§ **TASK**
Please write out again every line of the records from the one containing "Target = sandy ground" through the end of the records, both inclusive, keeping the requests and offsetting each coordinate in the answers by adding 9. Give only those lines.

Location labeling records
----------
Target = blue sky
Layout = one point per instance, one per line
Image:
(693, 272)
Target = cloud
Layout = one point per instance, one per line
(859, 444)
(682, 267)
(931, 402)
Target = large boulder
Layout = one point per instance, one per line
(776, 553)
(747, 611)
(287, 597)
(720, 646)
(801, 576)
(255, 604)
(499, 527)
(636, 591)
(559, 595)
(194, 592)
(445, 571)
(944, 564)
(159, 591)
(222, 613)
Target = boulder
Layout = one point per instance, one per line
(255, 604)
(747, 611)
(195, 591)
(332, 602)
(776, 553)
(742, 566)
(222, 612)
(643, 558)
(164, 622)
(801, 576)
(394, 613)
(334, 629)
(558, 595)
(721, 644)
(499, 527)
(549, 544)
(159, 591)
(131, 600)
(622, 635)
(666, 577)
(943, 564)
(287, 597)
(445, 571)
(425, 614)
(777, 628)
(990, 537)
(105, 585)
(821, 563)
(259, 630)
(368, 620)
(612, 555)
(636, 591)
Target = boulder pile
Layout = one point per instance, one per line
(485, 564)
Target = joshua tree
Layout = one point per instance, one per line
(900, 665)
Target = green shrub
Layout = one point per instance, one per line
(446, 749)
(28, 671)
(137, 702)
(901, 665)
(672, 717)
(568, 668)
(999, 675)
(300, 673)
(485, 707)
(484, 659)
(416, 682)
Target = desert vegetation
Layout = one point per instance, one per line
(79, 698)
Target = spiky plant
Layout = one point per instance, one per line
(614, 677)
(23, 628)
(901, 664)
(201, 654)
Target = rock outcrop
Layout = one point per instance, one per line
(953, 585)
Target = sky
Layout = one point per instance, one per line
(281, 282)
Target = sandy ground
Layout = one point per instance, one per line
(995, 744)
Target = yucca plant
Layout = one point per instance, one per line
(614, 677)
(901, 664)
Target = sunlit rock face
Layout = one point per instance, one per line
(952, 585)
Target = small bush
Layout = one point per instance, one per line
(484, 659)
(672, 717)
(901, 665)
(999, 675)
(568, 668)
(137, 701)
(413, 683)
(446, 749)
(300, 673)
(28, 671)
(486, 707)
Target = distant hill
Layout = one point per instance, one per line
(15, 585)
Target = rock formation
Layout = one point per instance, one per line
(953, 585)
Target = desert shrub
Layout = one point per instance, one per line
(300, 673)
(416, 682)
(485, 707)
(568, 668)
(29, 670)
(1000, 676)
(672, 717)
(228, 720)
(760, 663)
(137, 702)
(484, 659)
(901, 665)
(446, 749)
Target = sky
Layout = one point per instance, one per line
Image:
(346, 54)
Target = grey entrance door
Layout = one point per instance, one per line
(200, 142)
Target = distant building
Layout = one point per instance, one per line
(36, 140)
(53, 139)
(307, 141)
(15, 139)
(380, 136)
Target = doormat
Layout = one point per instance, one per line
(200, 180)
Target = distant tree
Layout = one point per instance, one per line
----------
§ **CORRECT RESPONSE**
Target = sandy ground
Layout = one point per instance, one per line
(1004, 753)
Target = yucca plant
Layout = one point per instance, one per line
(623, 686)
(910, 673)
Target = sunlit rock face
Layout = one point per instance, one per line
(961, 594)
Target = small bush
Layout = one point per instance, one per line
(493, 668)
(681, 726)
(910, 674)
(1008, 684)
(577, 677)
(146, 710)
(422, 692)
(455, 758)
(309, 682)
(37, 680)
(495, 716)
Target = distant hill
Layout = one point per instance, one per line
(24, 594)
Target = rock formation
Layout = one point per instance, one per line
(962, 594)
Target = desert shrub
Layout = one point per instance, one per line
(309, 682)
(425, 691)
(494, 716)
(577, 677)
(38, 679)
(1009, 685)
(681, 726)
(237, 729)
(769, 672)
(146, 711)
(493, 668)
(910, 674)
(455, 758)
Target = sky
Layout = one point per instance, one per line
Image:
(355, 63)
Target = grey entrance door
Layout = one point per instance, one per line
(209, 151)
Target = distant building
Layout = one point per instance, one per line
(45, 149)
(62, 148)
(316, 150)
(24, 148)
(389, 145)
Target = doormat
Layout = one point per instance, one per line
(209, 189)
Target = distant tree
Layout = one point per instance, one per line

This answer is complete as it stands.